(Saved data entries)

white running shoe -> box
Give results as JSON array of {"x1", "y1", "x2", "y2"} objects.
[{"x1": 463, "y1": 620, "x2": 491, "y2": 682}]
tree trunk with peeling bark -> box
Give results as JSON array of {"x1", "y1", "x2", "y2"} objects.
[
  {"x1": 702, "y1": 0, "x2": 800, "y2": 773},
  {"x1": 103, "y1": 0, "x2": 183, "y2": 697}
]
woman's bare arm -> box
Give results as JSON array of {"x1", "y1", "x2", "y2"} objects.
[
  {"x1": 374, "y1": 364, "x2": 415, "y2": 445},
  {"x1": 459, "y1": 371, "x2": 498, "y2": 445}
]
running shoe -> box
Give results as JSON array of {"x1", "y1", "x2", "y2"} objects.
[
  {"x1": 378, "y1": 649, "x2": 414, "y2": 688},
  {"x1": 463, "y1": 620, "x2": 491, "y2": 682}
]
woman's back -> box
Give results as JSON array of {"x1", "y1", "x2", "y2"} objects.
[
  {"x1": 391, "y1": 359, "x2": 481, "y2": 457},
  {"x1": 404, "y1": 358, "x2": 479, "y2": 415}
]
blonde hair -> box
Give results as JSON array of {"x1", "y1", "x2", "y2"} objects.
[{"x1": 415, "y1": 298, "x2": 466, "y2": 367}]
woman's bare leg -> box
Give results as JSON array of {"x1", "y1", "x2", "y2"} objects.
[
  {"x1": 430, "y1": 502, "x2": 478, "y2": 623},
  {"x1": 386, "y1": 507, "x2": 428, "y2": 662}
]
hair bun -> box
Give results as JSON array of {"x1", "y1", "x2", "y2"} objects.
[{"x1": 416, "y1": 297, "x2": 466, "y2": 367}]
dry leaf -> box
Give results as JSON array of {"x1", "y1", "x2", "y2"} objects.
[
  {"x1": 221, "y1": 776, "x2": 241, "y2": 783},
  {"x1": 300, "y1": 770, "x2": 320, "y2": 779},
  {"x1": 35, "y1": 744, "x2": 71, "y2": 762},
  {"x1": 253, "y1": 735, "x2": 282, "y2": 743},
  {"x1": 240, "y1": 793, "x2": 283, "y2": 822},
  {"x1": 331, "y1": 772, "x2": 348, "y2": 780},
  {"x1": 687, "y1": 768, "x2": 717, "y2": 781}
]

> **WORK INSTRUCTION**
All records are to be retyped precisely.

> **TASK OUTPUT**
white running shoe -> box
Give results as JSON array of {"x1", "y1", "x2", "y2"} objects.
[{"x1": 463, "y1": 620, "x2": 491, "y2": 682}]
tree trunk with peeling bark -> box
Give results as JSON array of {"x1", "y1", "x2", "y2"} objects.
[
  {"x1": 702, "y1": 0, "x2": 800, "y2": 773},
  {"x1": 103, "y1": 0, "x2": 183, "y2": 697}
]
woman's bare arm -> box
Give results as JSON array of {"x1", "y1", "x2", "y2"} objects.
[
  {"x1": 374, "y1": 364, "x2": 415, "y2": 445},
  {"x1": 459, "y1": 371, "x2": 498, "y2": 445}
]
running shoe -> box
Give results as JSON array of {"x1", "y1", "x2", "y2"} objects.
[
  {"x1": 378, "y1": 649, "x2": 414, "y2": 688},
  {"x1": 463, "y1": 620, "x2": 491, "y2": 682}
]
woman's back -> box
Give results as JSON array of {"x1", "y1", "x2", "y2"} objects.
[
  {"x1": 391, "y1": 359, "x2": 481, "y2": 457},
  {"x1": 404, "y1": 358, "x2": 479, "y2": 415}
]
blonde hair -> box
Give results as JSON array of {"x1", "y1", "x2", "y2"} objects.
[{"x1": 415, "y1": 298, "x2": 466, "y2": 367}]
woman's bare leg -> box
Give results as JSON array of {"x1", "y1", "x2", "y2"} objects.
[
  {"x1": 430, "y1": 502, "x2": 478, "y2": 623},
  {"x1": 386, "y1": 507, "x2": 428, "y2": 662}
]
hair bun -> box
Give results as JSON array of {"x1", "y1", "x2", "y2"} objects.
[{"x1": 416, "y1": 297, "x2": 466, "y2": 367}]
dry leaf -> box
Give results as JSON array of {"x1", "y1", "x2", "y2"} objects.
[
  {"x1": 221, "y1": 776, "x2": 241, "y2": 783},
  {"x1": 300, "y1": 770, "x2": 320, "y2": 779},
  {"x1": 35, "y1": 744, "x2": 71, "y2": 762},
  {"x1": 253, "y1": 735, "x2": 282, "y2": 743},
  {"x1": 240, "y1": 793, "x2": 283, "y2": 822},
  {"x1": 331, "y1": 772, "x2": 348, "y2": 780},
  {"x1": 687, "y1": 768, "x2": 717, "y2": 781}
]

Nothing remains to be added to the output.